Data listing:
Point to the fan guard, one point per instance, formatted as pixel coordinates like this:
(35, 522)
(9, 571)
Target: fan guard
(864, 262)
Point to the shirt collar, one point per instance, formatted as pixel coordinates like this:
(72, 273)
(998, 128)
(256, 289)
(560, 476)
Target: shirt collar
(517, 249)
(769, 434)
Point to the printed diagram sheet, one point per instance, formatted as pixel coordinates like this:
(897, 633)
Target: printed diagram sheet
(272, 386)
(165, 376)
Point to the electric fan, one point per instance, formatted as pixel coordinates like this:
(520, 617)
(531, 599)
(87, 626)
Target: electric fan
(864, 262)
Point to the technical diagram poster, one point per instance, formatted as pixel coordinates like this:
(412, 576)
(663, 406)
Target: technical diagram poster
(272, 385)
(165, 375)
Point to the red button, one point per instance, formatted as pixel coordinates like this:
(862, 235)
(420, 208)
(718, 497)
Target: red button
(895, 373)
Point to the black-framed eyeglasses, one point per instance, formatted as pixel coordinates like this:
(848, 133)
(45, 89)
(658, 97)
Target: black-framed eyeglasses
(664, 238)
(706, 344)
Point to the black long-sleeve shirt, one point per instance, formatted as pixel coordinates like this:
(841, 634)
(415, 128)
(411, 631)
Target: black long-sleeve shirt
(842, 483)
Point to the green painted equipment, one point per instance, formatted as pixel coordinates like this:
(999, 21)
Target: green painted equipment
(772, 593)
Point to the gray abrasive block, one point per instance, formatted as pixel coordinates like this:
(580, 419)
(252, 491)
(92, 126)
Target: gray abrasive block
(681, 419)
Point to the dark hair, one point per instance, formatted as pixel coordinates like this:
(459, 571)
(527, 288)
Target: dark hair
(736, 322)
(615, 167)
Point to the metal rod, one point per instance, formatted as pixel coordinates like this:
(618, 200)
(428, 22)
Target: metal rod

• [Task to carry out]: Swap "metal rod" for "steel rod" in the stretch from the line containing "Point to the dark" through the end of the material, and rewrite that stretch with nothing else changed.

• [Result of the task]:
Point to the dark hair, one point per instance, formatted as pixel coordinates like this:
(459, 571)
(527, 288)
Target: dark hair
(736, 322)
(615, 167)
Point to the steel rod, one point per instance, formatted as pixel coordinates like this:
(618, 200)
(428, 22)
Target: steel rod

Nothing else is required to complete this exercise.